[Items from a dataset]
• • • • • • •

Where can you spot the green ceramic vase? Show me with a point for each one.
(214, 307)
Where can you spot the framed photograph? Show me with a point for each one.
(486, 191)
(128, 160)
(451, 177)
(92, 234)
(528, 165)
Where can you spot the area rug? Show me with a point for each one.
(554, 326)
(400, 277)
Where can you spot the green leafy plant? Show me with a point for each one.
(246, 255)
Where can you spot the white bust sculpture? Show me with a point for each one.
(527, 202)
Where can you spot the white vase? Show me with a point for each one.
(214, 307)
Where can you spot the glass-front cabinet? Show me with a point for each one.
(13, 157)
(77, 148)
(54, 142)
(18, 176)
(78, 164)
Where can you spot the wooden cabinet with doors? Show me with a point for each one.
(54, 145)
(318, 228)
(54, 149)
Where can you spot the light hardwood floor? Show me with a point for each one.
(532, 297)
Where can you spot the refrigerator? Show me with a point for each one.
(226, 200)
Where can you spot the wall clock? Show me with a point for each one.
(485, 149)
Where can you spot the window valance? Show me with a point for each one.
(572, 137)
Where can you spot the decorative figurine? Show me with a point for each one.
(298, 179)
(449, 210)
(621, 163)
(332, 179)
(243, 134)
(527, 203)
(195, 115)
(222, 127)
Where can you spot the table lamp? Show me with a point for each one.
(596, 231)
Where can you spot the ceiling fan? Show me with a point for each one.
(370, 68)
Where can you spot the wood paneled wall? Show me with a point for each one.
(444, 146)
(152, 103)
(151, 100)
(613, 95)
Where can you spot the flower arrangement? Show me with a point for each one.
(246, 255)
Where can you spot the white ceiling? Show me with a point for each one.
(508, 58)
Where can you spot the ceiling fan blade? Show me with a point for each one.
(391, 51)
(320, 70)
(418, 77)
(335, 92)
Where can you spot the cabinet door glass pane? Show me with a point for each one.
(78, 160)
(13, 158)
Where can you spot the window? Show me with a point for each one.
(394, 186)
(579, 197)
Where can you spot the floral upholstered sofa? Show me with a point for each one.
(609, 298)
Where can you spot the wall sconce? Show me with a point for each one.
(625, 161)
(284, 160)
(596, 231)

• • • • • • •

**What the task requires**:
Output the data above in full and exactly.

**Task solution**:
Where can you spot the green ceramic vase? Show me with a point for each one.
(214, 307)
Where can you spot the framed photograph? Show me with a point for each one.
(486, 191)
(128, 160)
(451, 177)
(92, 234)
(528, 165)
Where can you spot the area rug? Show me with a point for each one.
(554, 326)
(400, 277)
Where can you spot the green leafy plant? Show me with a point for each one.
(246, 255)
Where can you spot the white bust sculpture? Show me with a point for each one.
(527, 202)
Where can you spot the white vase? Show me with a point for each one.
(214, 307)
Where can you spot the glass-front cabinet? Show me with a point for each one.
(13, 157)
(77, 148)
(54, 142)
(18, 176)
(78, 164)
Where can you spot the wooden cabinet with doors? Show me with a point for each one.
(54, 145)
(318, 228)
(54, 149)
Where can you spot the light hardwood floor? Show me with a point for each one.
(532, 297)
Where can you spot the refrigerator? Show me with a point for each one.
(226, 200)
Where can you spot the wall clock? Show me with a point for each one.
(485, 149)
Where can you spot the window valance? Show me with a point for each one.
(572, 137)
Where can you spot the decorative figurine? Show me with a point for each one.
(298, 179)
(449, 210)
(621, 163)
(332, 179)
(243, 134)
(527, 203)
(195, 115)
(222, 127)
Where can you spot the table lamp? Show me with a point for each one.
(596, 231)
Where can you spot the ceiling fan? Show me with a point for each one.
(370, 68)
Where can you spot the wood paneled wall? Show me with a point for each one.
(444, 146)
(152, 103)
(151, 100)
(613, 95)
Where can you spot the flower arrangement? Show me with a point for each one.
(246, 255)
Where can you spot the white ceiling? Show me with a point for each one.
(508, 58)
Where can you spot the ceiling fan blade? Show me with a point for each one.
(391, 51)
(320, 70)
(418, 77)
(335, 92)
Where can you spot the cabinet door glass pane? Show me with a point for each one.
(78, 160)
(13, 158)
Where can you spot the window? Show me with a point for each one.
(394, 186)
(579, 197)
Where can you spot the floral upholstered sofa? Show me with a point for each one.
(609, 298)
Where can you spot the wall sconce? Show me with a point for each one.
(625, 161)
(284, 160)
(596, 231)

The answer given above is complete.